> _Text block_
[BEGIN]

NEW YORK — Best Buy’s third-quarter net income fell more than expected as it lost sales of lower-priced TVs and laptops to competitors, and more expensive 3-D and Internet-connected TVs failed to catch on.

Shares of the largest U.S. electronics chain fell nearly 15 percent Tuesday as the results raised fears over Best Buy’s holiday season. The company also cut its guidance below analyst expectations.

Best Buy benefited when Circuit City went out of business last year. Now it’s getting squeezed between online sellers such as and discount stores like Walmart and Target.

All sharply reduced prices on flat-screen TVs to drive sales during Black Friday and the busy shopping weekend after Thanksgiving.

Chief executive Brian Dunn said Best Buy’s strategy instead is to offer competitive prices for brand-name TVs rather than discounting lower-end TVs to drive sales.

[END]

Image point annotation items
[BEGIN]

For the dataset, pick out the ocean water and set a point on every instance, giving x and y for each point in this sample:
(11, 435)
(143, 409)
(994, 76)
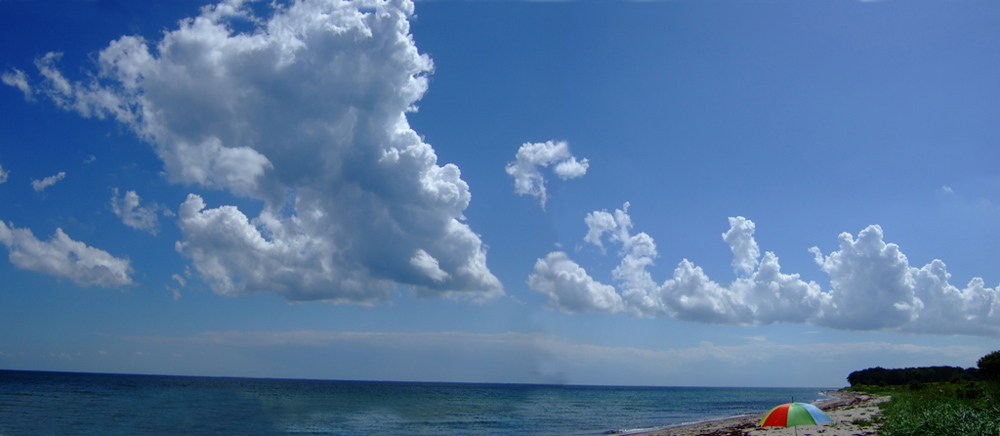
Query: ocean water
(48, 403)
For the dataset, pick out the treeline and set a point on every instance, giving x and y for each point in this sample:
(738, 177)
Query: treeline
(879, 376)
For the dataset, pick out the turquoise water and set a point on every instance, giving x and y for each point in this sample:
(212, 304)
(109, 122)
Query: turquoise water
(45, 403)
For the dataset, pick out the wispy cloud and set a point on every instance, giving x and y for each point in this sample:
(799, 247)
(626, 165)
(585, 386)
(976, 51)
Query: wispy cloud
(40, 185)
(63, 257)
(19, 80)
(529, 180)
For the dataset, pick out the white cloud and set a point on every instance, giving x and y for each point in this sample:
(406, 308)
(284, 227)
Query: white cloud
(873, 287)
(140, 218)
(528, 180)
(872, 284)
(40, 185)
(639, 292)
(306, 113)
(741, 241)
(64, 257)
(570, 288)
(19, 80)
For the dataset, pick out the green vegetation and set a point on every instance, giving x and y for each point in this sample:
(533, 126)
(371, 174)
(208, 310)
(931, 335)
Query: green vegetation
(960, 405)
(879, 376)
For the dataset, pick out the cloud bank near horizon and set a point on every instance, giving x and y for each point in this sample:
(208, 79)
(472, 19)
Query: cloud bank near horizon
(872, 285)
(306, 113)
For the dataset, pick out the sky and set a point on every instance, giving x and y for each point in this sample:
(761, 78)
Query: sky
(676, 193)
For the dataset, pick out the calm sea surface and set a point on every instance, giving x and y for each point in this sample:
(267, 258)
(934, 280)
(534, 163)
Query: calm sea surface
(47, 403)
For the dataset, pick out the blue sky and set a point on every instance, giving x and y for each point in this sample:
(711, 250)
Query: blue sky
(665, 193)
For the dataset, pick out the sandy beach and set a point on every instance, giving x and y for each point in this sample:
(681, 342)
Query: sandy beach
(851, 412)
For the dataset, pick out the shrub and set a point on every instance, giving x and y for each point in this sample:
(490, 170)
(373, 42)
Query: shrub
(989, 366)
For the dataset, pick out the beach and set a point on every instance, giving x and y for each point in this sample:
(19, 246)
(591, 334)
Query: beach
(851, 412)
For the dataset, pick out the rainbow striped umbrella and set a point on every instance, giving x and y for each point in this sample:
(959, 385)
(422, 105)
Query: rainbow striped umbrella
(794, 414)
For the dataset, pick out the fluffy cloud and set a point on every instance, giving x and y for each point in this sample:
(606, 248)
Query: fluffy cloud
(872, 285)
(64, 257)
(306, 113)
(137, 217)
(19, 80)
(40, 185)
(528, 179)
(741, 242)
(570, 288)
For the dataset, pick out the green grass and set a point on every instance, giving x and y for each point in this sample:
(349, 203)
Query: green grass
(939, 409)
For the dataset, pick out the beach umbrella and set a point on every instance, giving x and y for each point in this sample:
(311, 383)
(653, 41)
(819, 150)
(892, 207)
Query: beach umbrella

[END]

> _Set problem_
Extend the article on Best Buy's third-quarter results with a few more paragraphs, starting after its last sentence.

> _Task result_
But that strategy caused a revenue shortfall because pricier 3-D TVs and Internet-connected TVs proved less popular than Best Buy expected — while tablet computers and smartphones have captured consumer’s minds and wallets.

According to research firm NPD Group Inc., TV units sold increased 2 percent from January through November 2010, but overall revenue from TVs fell 8 percent, indicating people are buying cheaper TVs and a majority of households already have flat-panels.

“We’re on the downslope on the flat-panel TV product life cycle,” said Morningstar analyst R.J. Hottovy. “Portable electronics are driving sales of consumer electronics right now.”